What was it like to grow before the Internet?

Somewhat similar to today in that we have hundreds of strains available many are very very similar to each other (Northern Lights based) and you could call X-Bud , F-Bud because nobody knows the difference. That's why that when I smoke,I prefer to smoke my own ! And then apply a name to it that I like. say, "ABUCKAQ" LOL...

Had a friend that sold pot. Sitting at his house one day. A guy comes in and asked what he had. He said some columbian. The guy bought a bag. The next guy comes in and said he had heard that some good jamacian was in town........yep ,my friend said "i have some of that.......lol same shit.......what ever you wanted to call it...the good old days.
 
It was a different time !! Not much interest in growing until soldiers came back from the jungle and headed for the hills. Some were in a fire fight one day an the next day tre back on the block-- we.didn't have P.T.S..S. -- It.was easier to smuggle but when coke hit - the same space could carry much more of value.,so the innocent left. After that we faced the same problems as today. Po-Po and rippers ,critters -- inside we fought the heat from those lights seems like the young would have found another way.
 
LOL first time I tried post-internet I had one book, the marijuana growers handbook, that just went way over my head at the time and a not so wise mate to guide me. Needless to say it all fell apart and I hadn't given it a go again until now. With all this guidance and technology its become easy!!!
 
HAHAHA we got seed from the $5.00 bags of pot we could buy. Used what ever dirt happened to be there,add chicken shit for furtilizer,back packed water in. Fought off animals and rippers. God those were the good days.
 
LOL my grandson asked me one day what cartoons i watched on t.v. when i was a boy, i told him we did not have t.v. when i was a boy, later he told his dad that pa was real poor when he was a boy because he did not have a t.v.
mountains of Va we grew any seed we could find and altho everyone grew no one discussed it, patches were way back in the mountains well hidden by a spring or along a creek.
 
For me it was alot of trial and error. Of course like most midwestern boys, it was cornfield and fence row grows. Then you would save your seeds from the best stuff that you had that year. As I got into college in Southern Ill we would look for different varieties. I had friends that played at a resort down in Jamaica brought us lambs bread we had never heard of it, I had a buddy that lived in Chi and at the ship yard got us some Thai and finally some Affy's from a guy that was hooking him up with black pickles of hash. Then we began crossing and experimenting. Mainly we tried to get earlier flowering plants that got you high. Everything else was just a bonus. The neatest part for me was being able to do bigger grows with less fear from above. As far as pollinating we would pick out stud plants with characteristics that we liked and transplant them into buckets and just take them out and let them sit with the girls that we wanted crossed. Of course when we learned about Sinsemilla that was the big word in the mid to late 70's and we were fanatical about it. The other big difference was the trim. we basically just cut off the fan leaves and major sections of stem and bagged it up. But of course a gallon baggie held an ounce and it was 100 bucks.

• **ENTRIES**

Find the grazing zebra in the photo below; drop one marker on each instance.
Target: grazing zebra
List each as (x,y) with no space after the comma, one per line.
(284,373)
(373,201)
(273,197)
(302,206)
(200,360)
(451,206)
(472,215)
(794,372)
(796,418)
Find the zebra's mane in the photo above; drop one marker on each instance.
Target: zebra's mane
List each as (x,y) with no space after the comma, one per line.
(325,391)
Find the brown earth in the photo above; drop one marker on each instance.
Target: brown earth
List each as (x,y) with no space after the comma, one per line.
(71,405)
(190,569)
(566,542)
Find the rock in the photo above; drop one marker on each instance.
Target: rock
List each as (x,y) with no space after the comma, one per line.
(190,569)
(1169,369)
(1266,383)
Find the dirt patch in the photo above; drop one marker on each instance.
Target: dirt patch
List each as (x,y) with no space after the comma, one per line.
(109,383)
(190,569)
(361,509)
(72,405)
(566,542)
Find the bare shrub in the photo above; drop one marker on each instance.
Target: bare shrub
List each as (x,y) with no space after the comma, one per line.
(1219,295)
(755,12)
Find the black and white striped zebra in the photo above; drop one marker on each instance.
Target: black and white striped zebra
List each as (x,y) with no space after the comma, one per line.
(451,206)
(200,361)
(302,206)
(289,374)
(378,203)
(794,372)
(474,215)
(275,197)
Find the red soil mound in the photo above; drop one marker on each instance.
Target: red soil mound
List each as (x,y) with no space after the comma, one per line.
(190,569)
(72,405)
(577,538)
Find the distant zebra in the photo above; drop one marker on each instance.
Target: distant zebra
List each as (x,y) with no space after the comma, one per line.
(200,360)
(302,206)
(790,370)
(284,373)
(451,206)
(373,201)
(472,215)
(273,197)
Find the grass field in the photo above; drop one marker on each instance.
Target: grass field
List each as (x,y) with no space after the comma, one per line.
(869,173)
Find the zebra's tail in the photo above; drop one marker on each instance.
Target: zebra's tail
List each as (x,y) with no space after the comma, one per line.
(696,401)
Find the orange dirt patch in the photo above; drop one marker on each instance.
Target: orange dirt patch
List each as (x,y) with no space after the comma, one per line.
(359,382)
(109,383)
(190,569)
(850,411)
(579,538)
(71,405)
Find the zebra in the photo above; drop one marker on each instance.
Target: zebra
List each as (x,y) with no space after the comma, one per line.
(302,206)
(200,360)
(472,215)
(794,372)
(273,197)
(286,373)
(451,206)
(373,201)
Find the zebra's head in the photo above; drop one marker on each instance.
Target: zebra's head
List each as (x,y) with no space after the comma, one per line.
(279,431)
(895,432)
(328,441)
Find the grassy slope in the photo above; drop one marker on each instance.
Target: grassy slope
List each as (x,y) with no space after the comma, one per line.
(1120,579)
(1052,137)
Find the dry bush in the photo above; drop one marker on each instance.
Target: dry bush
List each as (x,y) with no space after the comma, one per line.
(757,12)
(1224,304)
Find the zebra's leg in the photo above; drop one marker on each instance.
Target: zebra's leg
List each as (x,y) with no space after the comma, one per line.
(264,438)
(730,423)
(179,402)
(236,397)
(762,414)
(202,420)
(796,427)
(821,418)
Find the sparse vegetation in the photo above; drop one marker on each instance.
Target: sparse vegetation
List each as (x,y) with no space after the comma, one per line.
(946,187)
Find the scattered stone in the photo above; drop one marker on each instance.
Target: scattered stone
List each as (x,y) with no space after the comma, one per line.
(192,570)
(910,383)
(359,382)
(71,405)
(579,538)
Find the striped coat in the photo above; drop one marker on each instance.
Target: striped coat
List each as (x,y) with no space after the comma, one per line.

• **REQUIRED TASK**
Reproduce the passage of the text on growing before the Internet from "LOL first time" to "its become easy!!!".

• **ANSWER FOR THE TASK**
LOL first time I tried post-internet I had one book, the marijuana growers handbook, that just went way over my head at the time and a not so wise mate to guide me. Needless to say it all fell apart and I hadn't given it a go again until now. With all this guidance and technology its become easy!!!